• What you will do: Find the string "machine" in the entries and copy each line that has it.

[Dataset entries]
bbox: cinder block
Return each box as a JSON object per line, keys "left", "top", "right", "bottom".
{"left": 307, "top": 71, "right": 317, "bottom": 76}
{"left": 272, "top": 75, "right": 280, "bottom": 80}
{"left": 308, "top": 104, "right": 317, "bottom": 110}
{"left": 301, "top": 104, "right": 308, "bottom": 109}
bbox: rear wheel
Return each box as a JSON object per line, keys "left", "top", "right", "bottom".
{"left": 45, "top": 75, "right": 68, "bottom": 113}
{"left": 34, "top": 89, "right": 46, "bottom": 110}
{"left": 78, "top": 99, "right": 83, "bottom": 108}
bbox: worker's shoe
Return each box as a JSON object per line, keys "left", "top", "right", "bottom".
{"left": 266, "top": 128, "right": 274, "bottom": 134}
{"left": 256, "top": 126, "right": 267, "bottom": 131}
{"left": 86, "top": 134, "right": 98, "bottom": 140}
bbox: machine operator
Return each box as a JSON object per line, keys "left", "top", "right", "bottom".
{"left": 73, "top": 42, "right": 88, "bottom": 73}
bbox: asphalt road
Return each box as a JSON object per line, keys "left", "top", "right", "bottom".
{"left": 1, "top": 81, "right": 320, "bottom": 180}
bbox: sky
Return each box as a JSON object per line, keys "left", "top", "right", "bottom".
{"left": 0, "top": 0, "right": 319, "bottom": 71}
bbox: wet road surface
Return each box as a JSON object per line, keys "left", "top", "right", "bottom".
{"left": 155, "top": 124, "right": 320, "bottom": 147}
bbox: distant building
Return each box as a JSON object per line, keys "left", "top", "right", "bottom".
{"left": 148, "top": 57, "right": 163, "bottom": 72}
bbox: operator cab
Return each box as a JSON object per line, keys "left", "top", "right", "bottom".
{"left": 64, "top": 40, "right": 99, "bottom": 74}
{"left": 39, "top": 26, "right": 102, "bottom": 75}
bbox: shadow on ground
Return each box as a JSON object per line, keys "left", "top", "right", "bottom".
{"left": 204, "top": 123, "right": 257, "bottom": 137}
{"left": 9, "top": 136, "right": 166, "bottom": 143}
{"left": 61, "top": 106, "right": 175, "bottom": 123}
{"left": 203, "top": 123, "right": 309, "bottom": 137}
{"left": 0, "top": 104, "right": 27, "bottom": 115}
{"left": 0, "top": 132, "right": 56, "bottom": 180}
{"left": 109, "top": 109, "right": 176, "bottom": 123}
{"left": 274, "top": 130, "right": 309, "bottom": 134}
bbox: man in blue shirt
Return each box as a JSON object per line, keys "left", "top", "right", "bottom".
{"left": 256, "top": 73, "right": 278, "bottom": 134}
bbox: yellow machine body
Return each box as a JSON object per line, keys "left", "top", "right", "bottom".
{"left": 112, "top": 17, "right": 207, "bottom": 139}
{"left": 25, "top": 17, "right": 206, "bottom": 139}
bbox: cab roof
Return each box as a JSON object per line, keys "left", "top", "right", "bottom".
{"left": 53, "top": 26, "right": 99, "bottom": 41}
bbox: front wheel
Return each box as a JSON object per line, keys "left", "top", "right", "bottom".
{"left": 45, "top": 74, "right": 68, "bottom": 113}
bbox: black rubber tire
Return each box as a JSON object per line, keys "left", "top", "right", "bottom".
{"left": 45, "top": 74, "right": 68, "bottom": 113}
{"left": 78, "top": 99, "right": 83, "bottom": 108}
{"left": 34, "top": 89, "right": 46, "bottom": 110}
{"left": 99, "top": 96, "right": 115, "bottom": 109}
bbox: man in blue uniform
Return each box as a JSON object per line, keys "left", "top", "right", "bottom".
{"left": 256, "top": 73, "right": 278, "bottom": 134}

• Task output:
bbox: machine operator
bbox: yellow machine body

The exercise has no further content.